This article was originally published on October 31st, 2016. It was updated on March 7th, 2017.
Now that healthcare REIT HCP, Inc. (NYSE:PEAK) has completed the spinoff of its skilled nursing and post-acute care assets, the company has a more stable portfolio of high-quality, private-pay properties. Therefore, dividend-seeking investors should compare it to another healthcare REIT with a similar portfolio to the "new" HCP, and one excellent candidate is Senior Housing Properties Trust (NASDAQ:DHC).
Why buy a healthcare REIT?
In a nutshell, the demographic trends just make sense for healthcare real estate investors. The U.S. population is aging rapidly, and this should produce strong demand growth for the foreseeable future.
Over the 20-year period from 2010 through 2030, the senior (65 and up) population is expected to grow from 13% of the U.S. population to 19.7%. The older age groups are expected to grow even faster, with the 85-and-older population expected to roughly triple by 2050.
This means a greater need for senior housing facilities, which make up the majority of both REITs' portfolios.
The new HCP
HCP is currently in the middle of completing a spinoff of its troubled skilled nursing and post-acute facilities into a new REIT known as QCP (NYSE:QCP) or "quality care properties."

WORK ITEM A: In the healthcare REIT article, what percentage of the U.S. population is the senior (65 and up) group expected to make up by 2030?
WORK ITEM B: List every stock ticker symbol, with its exchange, that appears in the healthcare REIT article.
WORK ITEM C: Write the next part of the healthcare REIT article, starting after its final sentence.

THE DATA:
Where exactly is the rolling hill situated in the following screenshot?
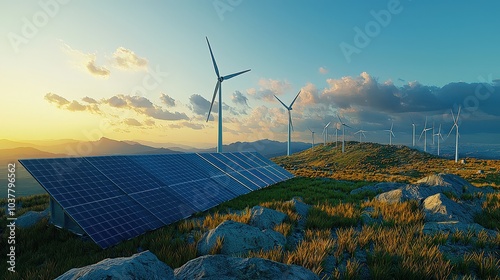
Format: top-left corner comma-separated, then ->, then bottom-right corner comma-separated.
273,141 -> 500,187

WRITTEN ANSWER A: 19.7%

WRITTEN ANSWER B: NYSE:PEAK, NASDAQ:DHC, NYSE:QCP

WRITTEN ANSWER C:
You can read the details of the spinoff here, but the remaining HCP is made up of 862 properties, of which about 54% are senior housing properties and 40% are medical office buildings. Of the entire portfolio, 95% consists of private-pay assets, which are generally much more stable than healthcare properties dependent on government reimbursement programs.
The portfolio is geographically diverse and not too dependent on any single tenant, although some of the industry's largest senior housing operators such as Brookdale Senior Living and Sunrise Senior living still make up a large portion of the senior housing tenants.
Senior Housing Properties Trust: Almost the same composition
Senior Housing Properties Trust may have the closest portfolio to the post-spinoff HCP. The 53%/41% mix of senior housing and medical office properties is nearly identical to HCP's, as is the 97% private-pay composition.
The company's 436 properties are spread among 43 states and D.C., and the tenant base is extremely diverse. Senior Housing Properties Trust has been a public REIT for 17 years and is included in the S&P 400 MidCap Index.
About the dividends
At first glance, Senior Housing Properties Trust is the more appealing dividend stock. It pays a yield of 7.4%, and its dividend is well covered by its FFO.
However, smart dividend investors know it's not just about a high dividend. Rather, what we really want is a high dividend that grows, and Senior Housing's has been stuck at $1.56 since 2013.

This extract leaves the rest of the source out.